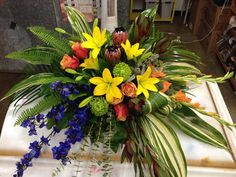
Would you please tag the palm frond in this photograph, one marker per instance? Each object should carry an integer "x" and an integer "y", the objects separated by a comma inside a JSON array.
...
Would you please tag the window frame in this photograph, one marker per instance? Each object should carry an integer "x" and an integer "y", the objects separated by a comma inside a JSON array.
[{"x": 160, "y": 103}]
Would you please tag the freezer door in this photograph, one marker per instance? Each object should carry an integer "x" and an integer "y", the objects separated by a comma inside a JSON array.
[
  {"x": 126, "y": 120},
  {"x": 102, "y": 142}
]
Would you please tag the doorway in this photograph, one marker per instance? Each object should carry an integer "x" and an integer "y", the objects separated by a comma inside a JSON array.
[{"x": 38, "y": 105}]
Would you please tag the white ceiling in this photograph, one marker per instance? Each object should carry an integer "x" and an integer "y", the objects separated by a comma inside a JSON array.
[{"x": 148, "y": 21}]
...
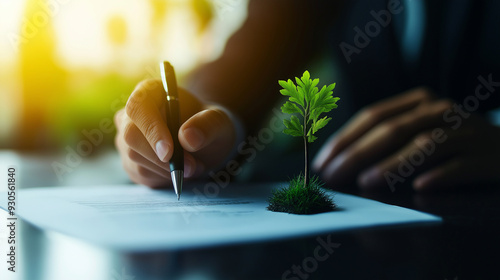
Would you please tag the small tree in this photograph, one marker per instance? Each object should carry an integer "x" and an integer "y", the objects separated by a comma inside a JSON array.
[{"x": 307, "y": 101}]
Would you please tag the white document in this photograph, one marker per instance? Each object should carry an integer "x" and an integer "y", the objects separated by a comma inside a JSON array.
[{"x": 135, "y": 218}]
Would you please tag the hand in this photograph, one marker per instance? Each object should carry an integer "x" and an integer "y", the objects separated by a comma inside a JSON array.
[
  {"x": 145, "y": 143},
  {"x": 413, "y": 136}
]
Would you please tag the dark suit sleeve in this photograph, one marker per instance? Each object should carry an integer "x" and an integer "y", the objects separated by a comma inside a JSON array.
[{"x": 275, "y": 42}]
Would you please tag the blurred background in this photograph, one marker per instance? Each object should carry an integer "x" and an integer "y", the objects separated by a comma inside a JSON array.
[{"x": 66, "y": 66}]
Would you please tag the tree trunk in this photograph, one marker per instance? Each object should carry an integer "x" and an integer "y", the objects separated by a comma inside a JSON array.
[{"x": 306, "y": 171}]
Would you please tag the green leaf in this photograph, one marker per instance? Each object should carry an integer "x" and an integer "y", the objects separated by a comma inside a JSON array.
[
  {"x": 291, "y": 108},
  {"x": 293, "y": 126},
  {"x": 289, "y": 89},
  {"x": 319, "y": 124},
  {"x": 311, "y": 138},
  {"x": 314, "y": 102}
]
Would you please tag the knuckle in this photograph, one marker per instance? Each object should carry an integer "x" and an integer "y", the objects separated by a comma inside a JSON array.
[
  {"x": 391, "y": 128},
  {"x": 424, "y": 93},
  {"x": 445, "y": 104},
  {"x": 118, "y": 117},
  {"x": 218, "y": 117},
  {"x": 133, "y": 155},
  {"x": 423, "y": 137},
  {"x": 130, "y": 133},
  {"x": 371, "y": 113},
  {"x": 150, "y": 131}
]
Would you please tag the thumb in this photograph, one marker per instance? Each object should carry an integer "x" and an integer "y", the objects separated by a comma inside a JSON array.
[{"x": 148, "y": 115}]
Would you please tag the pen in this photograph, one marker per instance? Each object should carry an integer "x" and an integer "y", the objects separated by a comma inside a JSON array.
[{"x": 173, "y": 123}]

▶ [The request]:
Collect every line of the listing above that contains the word "tree", matching case exactly.

▶ [Expected output]:
Would you please tag the small tree in this photograph, one marker per instance? Each object should carry an integer "x" and an integer "y", the objects separated by a comma inside a JSON array.
Would you please tag the tree trunk in this photograph, one marker per instance? Each object should carry an integer "x" and an integer "y", the objects separated by a comma inside a JSON array.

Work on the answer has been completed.